Exclude the images, then return every line below exactly as written.

[Region pointing data]
* * * * * * * * *
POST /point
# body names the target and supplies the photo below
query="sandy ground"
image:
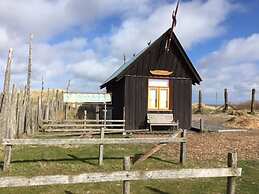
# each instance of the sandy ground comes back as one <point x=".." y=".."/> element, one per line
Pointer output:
<point x="212" y="145"/>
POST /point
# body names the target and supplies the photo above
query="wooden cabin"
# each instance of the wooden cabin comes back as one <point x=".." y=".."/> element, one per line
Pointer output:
<point x="154" y="81"/>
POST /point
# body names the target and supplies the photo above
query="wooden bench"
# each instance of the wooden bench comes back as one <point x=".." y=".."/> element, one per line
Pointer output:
<point x="161" y="119"/>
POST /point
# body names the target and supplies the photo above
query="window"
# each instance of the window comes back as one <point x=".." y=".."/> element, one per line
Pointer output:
<point x="158" y="94"/>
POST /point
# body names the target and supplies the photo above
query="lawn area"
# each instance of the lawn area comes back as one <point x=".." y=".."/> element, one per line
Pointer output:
<point x="34" y="160"/>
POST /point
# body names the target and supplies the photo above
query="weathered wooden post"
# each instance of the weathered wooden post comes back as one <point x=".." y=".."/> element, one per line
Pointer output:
<point x="66" y="111"/>
<point x="201" y="125"/>
<point x="231" y="181"/>
<point x="29" y="70"/>
<point x="124" y="122"/>
<point x="85" y="117"/>
<point x="253" y="102"/>
<point x="97" y="114"/>
<point x="126" y="166"/>
<point x="6" y="88"/>
<point x="9" y="132"/>
<point x="200" y="102"/>
<point x="225" y="100"/>
<point x="183" y="149"/>
<point x="101" y="148"/>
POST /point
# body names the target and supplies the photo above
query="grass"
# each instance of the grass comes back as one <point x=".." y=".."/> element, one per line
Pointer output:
<point x="33" y="160"/>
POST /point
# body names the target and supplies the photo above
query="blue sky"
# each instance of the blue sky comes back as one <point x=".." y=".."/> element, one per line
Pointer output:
<point x="84" y="41"/>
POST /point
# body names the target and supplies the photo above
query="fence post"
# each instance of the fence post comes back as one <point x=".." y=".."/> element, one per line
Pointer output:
<point x="124" y="122"/>
<point x="126" y="166"/>
<point x="200" y="102"/>
<point x="231" y="181"/>
<point x="97" y="116"/>
<point x="225" y="100"/>
<point x="183" y="148"/>
<point x="66" y="107"/>
<point x="201" y="125"/>
<point x="253" y="101"/>
<point x="101" y="148"/>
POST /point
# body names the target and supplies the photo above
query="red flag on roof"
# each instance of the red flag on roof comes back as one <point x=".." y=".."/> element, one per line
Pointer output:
<point x="168" y="42"/>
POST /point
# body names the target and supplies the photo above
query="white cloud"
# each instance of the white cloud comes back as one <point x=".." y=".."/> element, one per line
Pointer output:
<point x="234" y="66"/>
<point x="88" y="62"/>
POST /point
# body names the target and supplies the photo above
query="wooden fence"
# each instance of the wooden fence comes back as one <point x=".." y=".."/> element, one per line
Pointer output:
<point x="79" y="126"/>
<point x="127" y="175"/>
<point x="225" y="107"/>
<point x="9" y="143"/>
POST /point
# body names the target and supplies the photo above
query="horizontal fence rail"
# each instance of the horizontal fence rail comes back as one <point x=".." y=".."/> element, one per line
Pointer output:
<point x="92" y="141"/>
<point x="119" y="176"/>
<point x="82" y="121"/>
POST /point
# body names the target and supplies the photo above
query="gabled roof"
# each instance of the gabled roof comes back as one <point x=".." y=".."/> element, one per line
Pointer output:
<point x="122" y="69"/>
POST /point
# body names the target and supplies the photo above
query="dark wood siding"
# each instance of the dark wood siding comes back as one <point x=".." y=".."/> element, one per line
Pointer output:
<point x="136" y="99"/>
<point x="182" y="102"/>
<point x="117" y="89"/>
<point x="136" y="102"/>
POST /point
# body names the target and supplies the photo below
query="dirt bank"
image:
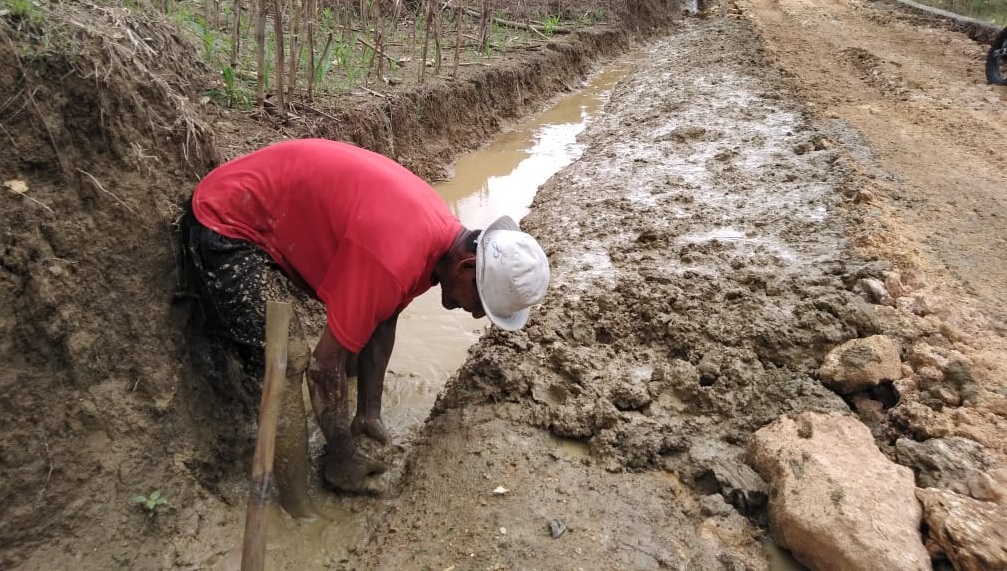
* * * * * * * * *
● Answer to the exercise:
POST /point
# body names the target and supplies the photo below
query="sandy ground"
image:
# each instance of the sandy ground comes back as one <point x=".." y=".."/> element, one per line
Pointer output:
<point x="212" y="145"/>
POST /point
# body names the target and supplies the photo above
query="wooden cabin"
# each instance of the wooden cabin comes back as one <point x=".." y=".."/> element, one per line
Pointer output:
<point x="154" y="81"/>
POST /point
# body names the target and supplies the photo above
query="wooden bench"
# each instance of the wooden bench comes back as one <point x=".." y=".."/> element, one per line
Pointer output:
<point x="161" y="119"/>
POST /point
# body names the target and supplies the photo above
query="window"
# each instance of the window comes back as one <point x=".." y=".."/> element, one per line
Pointer output:
<point x="158" y="94"/>
POST /point
# body names the target and supplies the photo above
query="lawn area"
# each instance of the lawn area comes back as one <point x=".." y=".."/> element, one per line
Pointer output:
<point x="34" y="160"/>
POST /point
# body names the target and supplies the photo above
query="weathered wooden post"
# each instance of the weathered wooden post comes back as one <point x=".." y=".."/> element, one per line
Pointer output:
<point x="66" y="111"/>
<point x="201" y="125"/>
<point x="231" y="181"/>
<point x="29" y="70"/>
<point x="124" y="122"/>
<point x="85" y="117"/>
<point x="253" y="102"/>
<point x="97" y="114"/>
<point x="126" y="166"/>
<point x="6" y="88"/>
<point x="9" y="132"/>
<point x="200" y="102"/>
<point x="225" y="100"/>
<point x="183" y="149"/>
<point x="101" y="148"/>
POST /point
# body names the target and supplies the photo above
query="grass"
# each instance of the grass comes back as one <point x=".." y=".."/> element, one per line
Pointer output:
<point x="33" y="160"/>
POST /point
# body names the target and supplies the photo above
query="blue sky"
# each instance of the blue sky comes back as one <point x=".." y=".."/> element, one per line
Pointer output:
<point x="84" y="41"/>
POST /point
# body names the target and supplies the photo above
query="fence post"
# each instance of the fence post comes back as one <point x=".." y=".."/> element, one per line
Pointer output:
<point x="124" y="122"/>
<point x="126" y="166"/>
<point x="200" y="102"/>
<point x="231" y="181"/>
<point x="97" y="116"/>
<point x="225" y="100"/>
<point x="183" y="148"/>
<point x="66" y="107"/>
<point x="201" y="125"/>
<point x="253" y="101"/>
<point x="101" y="148"/>
POST /point
# body names the target and supplies the photo above
query="red flag on roof"
# each instance of the red flag on roof comes back as one <point x=".." y=".."/> element, one per line
Pointer output:
<point x="168" y="42"/>
POST /point
# body names the target and supplies the photo above
query="white cloud"
# each instance of the white cloud comes back as one <point x=".." y=".."/> element, one per line
Pointer output:
<point x="234" y="66"/>
<point x="88" y="62"/>
POST /point
# body names the target and supplies the photo above
query="wooden fence"
# each instance of the wooden fence comes back as one <point x=".." y=".."/> element, one per line
Pointer output:
<point x="79" y="126"/>
<point x="127" y="175"/>
<point x="225" y="107"/>
<point x="9" y="143"/>
POST /point
# body names the target and supplies the photo above
query="horizontal fence rail"
# each instance of the horizontal fence rail comes back as one <point x=".." y=".."/> element, one per line
Pointer output:
<point x="92" y="141"/>
<point x="119" y="176"/>
<point x="82" y="121"/>
POST /point
# body names the target and supplies the photo above
query="gabled roof"
# each instance of the gabled roof comes back as one <point x=".." y=".."/> element, one per line
Pointer output:
<point x="122" y="69"/>
POST /point
# body names the target and supplies the photo above
query="dark wood siding"
# each instance of the dark wood siding comes back as one <point x=".." y=".."/> element, one per line
Pointer output:
<point x="136" y="99"/>
<point x="182" y="102"/>
<point x="117" y="89"/>
<point x="136" y="102"/>
POST /point
# body names the target and supplies the photo below
query="dirt bank"
image:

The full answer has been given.